# Exercise goal
Line by line, please look for the word "pavement" in the following records, then copy each line you find it in.
Start of Block
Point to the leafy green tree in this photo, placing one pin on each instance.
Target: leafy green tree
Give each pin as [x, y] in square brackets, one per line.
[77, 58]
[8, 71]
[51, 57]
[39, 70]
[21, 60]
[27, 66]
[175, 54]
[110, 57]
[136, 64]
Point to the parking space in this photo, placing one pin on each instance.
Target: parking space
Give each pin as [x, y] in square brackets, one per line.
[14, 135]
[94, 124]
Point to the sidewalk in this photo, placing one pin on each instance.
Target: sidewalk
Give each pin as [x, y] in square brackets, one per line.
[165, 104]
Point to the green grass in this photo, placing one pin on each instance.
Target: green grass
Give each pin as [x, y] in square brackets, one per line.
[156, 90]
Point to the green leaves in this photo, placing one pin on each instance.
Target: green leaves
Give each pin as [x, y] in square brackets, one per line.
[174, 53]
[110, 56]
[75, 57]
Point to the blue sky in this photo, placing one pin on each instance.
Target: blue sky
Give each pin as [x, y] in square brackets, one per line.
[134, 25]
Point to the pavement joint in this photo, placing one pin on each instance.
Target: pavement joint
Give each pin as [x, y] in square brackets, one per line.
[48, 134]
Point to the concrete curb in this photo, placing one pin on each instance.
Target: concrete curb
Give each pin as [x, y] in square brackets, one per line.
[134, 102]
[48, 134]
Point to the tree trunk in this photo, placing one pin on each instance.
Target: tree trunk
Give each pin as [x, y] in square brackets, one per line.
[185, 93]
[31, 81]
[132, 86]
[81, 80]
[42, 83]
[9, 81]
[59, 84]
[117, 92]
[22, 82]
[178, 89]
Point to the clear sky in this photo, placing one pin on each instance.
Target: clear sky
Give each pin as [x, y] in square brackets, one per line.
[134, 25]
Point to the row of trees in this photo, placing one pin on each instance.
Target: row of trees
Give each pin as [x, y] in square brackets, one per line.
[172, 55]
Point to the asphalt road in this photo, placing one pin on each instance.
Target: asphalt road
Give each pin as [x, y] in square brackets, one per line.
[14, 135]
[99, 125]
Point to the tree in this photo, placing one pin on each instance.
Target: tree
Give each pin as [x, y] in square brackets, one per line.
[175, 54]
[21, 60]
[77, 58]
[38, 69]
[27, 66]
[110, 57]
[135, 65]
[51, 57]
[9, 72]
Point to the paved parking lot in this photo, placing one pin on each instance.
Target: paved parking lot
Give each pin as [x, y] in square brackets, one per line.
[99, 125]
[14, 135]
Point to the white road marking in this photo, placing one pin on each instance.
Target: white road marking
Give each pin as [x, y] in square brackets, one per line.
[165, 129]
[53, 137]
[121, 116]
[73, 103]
End of Block
# Response
Point to the pavement joint in this photo, placing one pin on each instance.
Target: pavement joint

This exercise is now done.